*What to work on*: Using the listing below, show all lines that hold the word "visible".

*Raw data*:
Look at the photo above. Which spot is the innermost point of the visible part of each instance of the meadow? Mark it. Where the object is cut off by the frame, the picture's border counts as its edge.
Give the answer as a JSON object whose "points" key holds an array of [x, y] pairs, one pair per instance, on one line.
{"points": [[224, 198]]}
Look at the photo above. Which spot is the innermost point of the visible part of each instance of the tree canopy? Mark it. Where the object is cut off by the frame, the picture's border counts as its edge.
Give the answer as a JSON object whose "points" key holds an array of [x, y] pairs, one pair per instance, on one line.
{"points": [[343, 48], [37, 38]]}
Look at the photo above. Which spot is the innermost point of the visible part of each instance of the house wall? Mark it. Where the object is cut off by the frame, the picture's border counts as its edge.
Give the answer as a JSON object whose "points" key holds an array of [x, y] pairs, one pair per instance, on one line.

* * *

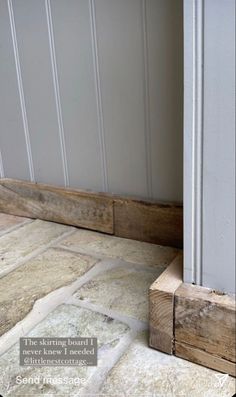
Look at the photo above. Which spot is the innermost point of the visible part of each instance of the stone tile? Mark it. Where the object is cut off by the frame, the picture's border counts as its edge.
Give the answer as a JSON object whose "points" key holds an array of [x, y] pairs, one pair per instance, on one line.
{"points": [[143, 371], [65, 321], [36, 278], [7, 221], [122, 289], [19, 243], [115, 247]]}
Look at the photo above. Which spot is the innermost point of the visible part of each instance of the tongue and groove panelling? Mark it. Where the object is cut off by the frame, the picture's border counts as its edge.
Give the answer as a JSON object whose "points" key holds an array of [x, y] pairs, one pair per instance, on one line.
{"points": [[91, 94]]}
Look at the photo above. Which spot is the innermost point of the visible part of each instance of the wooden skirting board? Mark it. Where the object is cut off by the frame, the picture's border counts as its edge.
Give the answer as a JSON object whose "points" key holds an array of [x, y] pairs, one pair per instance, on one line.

--

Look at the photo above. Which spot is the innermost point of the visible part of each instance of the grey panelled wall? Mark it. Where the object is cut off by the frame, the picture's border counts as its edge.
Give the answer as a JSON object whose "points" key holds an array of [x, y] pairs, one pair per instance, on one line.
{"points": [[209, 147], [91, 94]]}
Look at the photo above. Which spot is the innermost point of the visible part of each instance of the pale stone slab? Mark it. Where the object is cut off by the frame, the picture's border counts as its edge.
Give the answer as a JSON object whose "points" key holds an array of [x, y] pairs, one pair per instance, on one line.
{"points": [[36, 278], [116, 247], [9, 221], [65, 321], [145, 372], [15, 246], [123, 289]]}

*Task response*:
Look at the photo above. Which spot is the innermost point of the visible part of each instance of the meadow? Mark it. Where the object is cut off by the frame, the picture's border counts as its edge.
Look at the photo above. Which spot is the innermost point of the visible part of each instance of the tree canopy? Mark it. Where the object is cut off by the frame, the picture's border counts as its edge.
Look at the photo above. Which spot is the innermost point of the visible part of each instance of the house wall? Mark it. Where the object is cut off by the frame, the picture's border counts as its edge.
Look at the photo above. Which spot is the innermost point of the visible part of each instance of the stone tile? Mark it. Where the object is cut off by the frame, the picture's border counts as its edge.
Look at the photo above. Which spot is the innermost point of the visible part of each instance of the tongue and groove panelling? Mark it. Where the object is cut off by the frame, the picture's border counts as its edge.
Look at the photo above. Which spot is the innermost point of the visible part of each instance of the wooden skirting board? Mark it. Where the object is cut off by the frame, the picture's border counts as its edge.
Look at the photo above. Which spot is the innermost point of the visible part of each instance of the grey panelled wall? Mark it. Where the object is cut off by the frame, the picture's border counts as its edge.
Look at the photo above. Which spot is the innermost point of the visible part of each instance of the pale stone slab? Mark it. Where the object is cut off by the frame, the picture's border counts as its edge.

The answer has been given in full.